Entries taken from a dataset
-------
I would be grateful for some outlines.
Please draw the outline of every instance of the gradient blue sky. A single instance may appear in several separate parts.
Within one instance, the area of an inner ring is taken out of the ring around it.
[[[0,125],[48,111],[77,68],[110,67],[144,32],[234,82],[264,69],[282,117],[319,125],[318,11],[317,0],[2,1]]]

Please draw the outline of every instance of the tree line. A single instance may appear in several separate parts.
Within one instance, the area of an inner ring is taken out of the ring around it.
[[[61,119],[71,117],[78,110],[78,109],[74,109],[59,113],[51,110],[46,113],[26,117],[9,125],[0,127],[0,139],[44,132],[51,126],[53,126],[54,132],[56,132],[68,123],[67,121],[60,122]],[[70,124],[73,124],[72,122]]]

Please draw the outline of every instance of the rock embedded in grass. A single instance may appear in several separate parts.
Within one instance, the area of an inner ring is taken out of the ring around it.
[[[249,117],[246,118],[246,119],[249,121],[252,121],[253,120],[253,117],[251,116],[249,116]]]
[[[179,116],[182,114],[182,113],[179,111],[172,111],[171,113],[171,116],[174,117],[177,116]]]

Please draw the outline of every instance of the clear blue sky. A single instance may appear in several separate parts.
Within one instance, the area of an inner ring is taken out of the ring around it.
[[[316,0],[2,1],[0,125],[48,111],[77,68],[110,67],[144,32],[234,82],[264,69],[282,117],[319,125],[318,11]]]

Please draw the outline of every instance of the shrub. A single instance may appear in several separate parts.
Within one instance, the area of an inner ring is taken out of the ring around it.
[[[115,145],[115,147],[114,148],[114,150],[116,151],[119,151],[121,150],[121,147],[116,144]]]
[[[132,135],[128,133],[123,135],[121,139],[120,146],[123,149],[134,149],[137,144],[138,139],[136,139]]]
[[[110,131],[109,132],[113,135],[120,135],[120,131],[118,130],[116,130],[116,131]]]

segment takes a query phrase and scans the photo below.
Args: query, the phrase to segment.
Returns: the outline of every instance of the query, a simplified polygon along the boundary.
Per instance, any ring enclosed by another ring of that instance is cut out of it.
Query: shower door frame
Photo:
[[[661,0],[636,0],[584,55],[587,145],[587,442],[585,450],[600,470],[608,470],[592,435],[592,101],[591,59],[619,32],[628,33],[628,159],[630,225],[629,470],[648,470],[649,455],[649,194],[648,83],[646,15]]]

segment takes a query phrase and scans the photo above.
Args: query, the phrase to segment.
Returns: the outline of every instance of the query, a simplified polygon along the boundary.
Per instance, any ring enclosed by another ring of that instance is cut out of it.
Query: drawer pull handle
-------
__Work to be completed__: Put every line of the material above into a numbered list, leaving out the blank lines.

__The output__:
1. I would be grateful for some outlines.
2. Please draw the outline of every instance of the gradient blue sky. A single instance may appear in several separate parts.
3. Within one instance, the area of an inner ring is taken out of the ring around it.
4. [[[0,125],[48,111],[77,68],[110,67],[144,32],[234,82],[264,69],[282,117],[319,125],[318,11],[317,0],[2,1]]]
5. Please draw the outline of every instance of the tree line. A single instance may appear in several separate parts.
6. Within one instance, the area of an inner ring is taken out of the ring around it.
7. [[[61,119],[71,117],[78,110],[78,109],[74,109],[59,113],[51,110],[46,113],[26,117],[9,125],[0,127],[0,139],[44,132],[51,126],[53,126],[54,132],[56,132],[68,123],[67,121],[60,122]],[[70,124],[73,124],[72,122]]]
8. Please draw the outline of every instance of the rock embedded in grass. A single instance may appear in several separate parts.
9. Within one instance, the area of an inner ring is taken out of the ring around it.
10. [[[249,117],[246,118],[246,119],[249,121],[252,121],[253,120],[253,117],[251,116],[249,116]]]
11. [[[179,116],[182,114],[182,113],[179,111],[172,111],[171,113],[171,116],[174,117],[177,116]]]
12. Please draw the outline of every instance of the clear blue sky. A single instance may appear in several separate parts.
13. Within one instance, the area of an inner ring is taken out of the ring around it.
14. [[[316,0],[2,1],[0,125],[48,111],[77,68],[110,67],[144,32],[234,82],[264,69],[282,117],[319,125],[318,11]]]
15. Please draw the outline of every instance of the shrub. A single instance may appear in several separate parts.
16. Within one instance, the area of an inner ring is taken out of the ring around it.
17. [[[115,145],[115,147],[114,148],[114,150],[116,151],[119,151],[121,150],[121,147],[116,144]]]
18. [[[132,135],[128,133],[123,135],[121,139],[120,146],[123,149],[134,149],[137,144],[138,139],[136,139]]]
19. [[[110,131],[109,132],[113,135],[120,135],[120,131],[118,130],[116,130],[116,131]]]
20. segment takes a query phrase and scans the photo below.
21. Args: query, the phrase to segment.
22. Returns: the outline of every instance of the query, a simplified polygon along the boundary.
23. Per instance, any ring enclosed by another ring of that instance is cut out of it.
24. Query: shower door frame
25. Photo:
26. [[[661,0],[636,0],[584,55],[587,145],[587,442],[585,450],[600,470],[608,470],[592,435],[592,101],[591,59],[619,32],[628,33],[628,159],[630,225],[629,470],[648,470],[649,455],[649,194],[648,83],[646,15]]]
27. segment takes a query phrase and scans the photo above.
28. Args: query, the phrase to segment.
29. Returns: the outline of every instance of the query, a simplified polygon along the boundary.
30. Per instance, any ring enclosed by another ring of that instance is cut out of it.
31. Query: drawer pull handle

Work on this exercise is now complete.